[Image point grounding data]
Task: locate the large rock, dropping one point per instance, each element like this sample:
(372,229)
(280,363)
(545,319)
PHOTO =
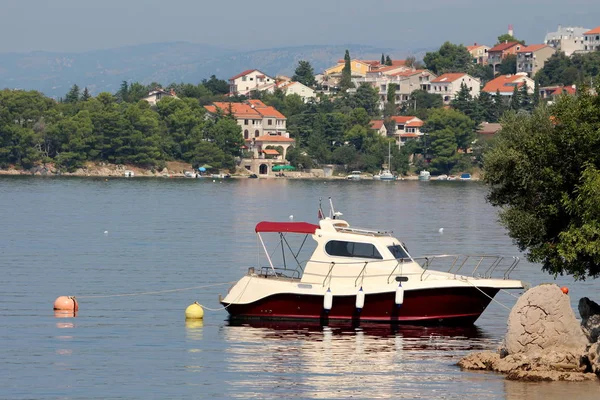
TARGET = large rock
(544,341)
(590,318)
(543,320)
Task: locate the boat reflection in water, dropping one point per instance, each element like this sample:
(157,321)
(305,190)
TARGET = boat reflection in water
(372,360)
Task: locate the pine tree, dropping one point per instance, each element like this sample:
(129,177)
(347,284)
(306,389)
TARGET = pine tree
(123,93)
(86,94)
(73,95)
(499,106)
(346,80)
(536,94)
(304,74)
(515,101)
(525,98)
(487,107)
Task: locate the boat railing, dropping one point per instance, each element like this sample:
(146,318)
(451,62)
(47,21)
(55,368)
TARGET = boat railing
(277,272)
(480,266)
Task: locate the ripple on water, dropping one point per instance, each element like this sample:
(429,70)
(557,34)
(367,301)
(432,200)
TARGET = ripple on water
(167,234)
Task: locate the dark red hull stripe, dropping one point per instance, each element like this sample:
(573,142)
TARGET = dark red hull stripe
(462,305)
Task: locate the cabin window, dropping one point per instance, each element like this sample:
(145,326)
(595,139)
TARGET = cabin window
(352,249)
(398,252)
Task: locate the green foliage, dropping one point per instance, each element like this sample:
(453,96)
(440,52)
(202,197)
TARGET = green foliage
(543,173)
(73,95)
(562,70)
(107,128)
(484,73)
(508,65)
(465,103)
(304,74)
(449,58)
(448,131)
(346,79)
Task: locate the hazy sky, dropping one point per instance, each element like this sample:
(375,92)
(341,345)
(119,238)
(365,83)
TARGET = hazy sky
(77,25)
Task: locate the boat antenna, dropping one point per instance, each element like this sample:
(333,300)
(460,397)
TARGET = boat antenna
(320,214)
(332,213)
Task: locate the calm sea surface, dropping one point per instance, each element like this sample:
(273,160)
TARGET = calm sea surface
(174,234)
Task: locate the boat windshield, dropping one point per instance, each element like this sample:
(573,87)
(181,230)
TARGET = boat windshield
(398,252)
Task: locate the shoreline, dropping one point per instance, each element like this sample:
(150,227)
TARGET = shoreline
(176,169)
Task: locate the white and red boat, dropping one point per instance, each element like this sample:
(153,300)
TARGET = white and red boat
(365,275)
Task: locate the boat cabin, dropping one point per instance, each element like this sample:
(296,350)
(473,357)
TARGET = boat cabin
(341,253)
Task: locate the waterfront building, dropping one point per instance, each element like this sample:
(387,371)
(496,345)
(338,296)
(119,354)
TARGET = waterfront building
(500,51)
(591,40)
(530,59)
(479,52)
(448,85)
(154,96)
(505,84)
(248,81)
(568,39)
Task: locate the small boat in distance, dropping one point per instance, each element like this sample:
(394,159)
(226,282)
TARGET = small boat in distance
(354,176)
(424,175)
(385,174)
(362,275)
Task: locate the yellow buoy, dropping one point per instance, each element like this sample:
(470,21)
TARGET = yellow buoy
(194,311)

**Aim of the task:**
All lines from the one containing "Task: locate the yellow" through the final line of the records above are to be set down exactly, and no other line is to appear.

**Answer section:**
Task: locate the yellow buoy, dropping one point per instance, each element like this sample:
(470,21)
TARGET = yellow buoy
(194,311)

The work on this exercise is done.